# DIRECTIVE
Please pull out every line of the entries below that contains the word "shadowed", copying each one as it appears.

Data items
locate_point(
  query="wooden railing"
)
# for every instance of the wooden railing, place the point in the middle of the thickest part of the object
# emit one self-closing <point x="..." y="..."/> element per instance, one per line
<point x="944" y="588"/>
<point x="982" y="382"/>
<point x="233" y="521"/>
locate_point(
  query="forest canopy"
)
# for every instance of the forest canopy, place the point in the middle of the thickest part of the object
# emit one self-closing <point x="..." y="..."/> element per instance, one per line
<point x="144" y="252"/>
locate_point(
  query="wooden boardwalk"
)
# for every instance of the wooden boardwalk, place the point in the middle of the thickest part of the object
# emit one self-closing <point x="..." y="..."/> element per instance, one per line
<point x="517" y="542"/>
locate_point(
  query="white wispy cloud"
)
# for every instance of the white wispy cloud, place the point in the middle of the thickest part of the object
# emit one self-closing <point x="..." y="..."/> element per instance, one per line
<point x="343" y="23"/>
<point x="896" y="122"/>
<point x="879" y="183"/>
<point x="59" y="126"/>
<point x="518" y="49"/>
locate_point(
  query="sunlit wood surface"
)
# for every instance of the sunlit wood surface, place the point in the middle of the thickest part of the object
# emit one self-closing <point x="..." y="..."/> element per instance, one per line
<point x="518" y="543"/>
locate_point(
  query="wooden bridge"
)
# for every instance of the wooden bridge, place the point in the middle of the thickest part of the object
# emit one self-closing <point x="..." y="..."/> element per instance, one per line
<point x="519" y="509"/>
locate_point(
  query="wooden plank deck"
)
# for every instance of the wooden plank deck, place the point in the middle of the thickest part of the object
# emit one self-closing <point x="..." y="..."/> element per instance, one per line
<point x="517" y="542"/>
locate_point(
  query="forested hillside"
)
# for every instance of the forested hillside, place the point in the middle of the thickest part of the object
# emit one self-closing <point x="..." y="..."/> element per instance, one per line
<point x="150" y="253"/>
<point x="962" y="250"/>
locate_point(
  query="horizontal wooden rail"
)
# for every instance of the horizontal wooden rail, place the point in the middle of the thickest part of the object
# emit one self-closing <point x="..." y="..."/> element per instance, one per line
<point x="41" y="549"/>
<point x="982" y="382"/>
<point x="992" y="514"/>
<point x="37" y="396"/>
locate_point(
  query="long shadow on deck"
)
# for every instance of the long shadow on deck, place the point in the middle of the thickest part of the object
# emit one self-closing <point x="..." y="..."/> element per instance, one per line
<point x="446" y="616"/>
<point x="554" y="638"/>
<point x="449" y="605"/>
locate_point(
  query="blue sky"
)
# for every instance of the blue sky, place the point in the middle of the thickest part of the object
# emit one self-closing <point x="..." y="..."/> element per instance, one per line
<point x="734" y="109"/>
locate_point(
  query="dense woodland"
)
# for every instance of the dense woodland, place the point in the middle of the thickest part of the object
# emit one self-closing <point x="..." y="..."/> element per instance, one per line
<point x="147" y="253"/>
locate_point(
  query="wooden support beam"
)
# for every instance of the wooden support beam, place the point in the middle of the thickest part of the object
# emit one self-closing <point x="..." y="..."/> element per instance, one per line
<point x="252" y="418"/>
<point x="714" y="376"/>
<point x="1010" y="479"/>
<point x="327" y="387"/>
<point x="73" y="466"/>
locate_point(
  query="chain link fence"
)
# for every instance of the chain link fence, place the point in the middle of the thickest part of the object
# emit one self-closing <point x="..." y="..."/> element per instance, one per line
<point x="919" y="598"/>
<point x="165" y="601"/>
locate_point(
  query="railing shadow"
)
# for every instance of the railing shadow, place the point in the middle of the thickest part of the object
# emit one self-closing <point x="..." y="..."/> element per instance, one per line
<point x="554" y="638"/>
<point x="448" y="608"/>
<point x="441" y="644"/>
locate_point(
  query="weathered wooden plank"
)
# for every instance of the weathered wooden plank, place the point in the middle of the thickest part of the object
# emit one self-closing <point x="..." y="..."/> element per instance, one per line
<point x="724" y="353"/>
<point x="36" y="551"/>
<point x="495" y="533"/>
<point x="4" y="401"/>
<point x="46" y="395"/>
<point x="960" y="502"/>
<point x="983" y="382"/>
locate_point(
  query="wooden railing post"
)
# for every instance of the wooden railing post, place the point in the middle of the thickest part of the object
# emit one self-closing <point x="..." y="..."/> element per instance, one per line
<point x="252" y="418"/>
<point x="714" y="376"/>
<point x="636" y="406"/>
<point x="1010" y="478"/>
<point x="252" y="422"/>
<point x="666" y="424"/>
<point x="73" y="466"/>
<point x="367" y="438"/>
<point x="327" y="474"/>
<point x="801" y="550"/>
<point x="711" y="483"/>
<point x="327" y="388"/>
--
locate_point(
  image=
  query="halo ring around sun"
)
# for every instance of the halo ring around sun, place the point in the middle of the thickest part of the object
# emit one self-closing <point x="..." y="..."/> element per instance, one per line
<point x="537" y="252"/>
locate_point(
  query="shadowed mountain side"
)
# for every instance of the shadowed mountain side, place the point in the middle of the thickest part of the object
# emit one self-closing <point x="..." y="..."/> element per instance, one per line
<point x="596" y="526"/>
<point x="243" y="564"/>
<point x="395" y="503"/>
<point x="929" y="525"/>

# EXERCISE ANSWER
  query="shadowed mountain side"
# for every instance of the shadowed mountain side, place the point in the middle of the thickest part of the object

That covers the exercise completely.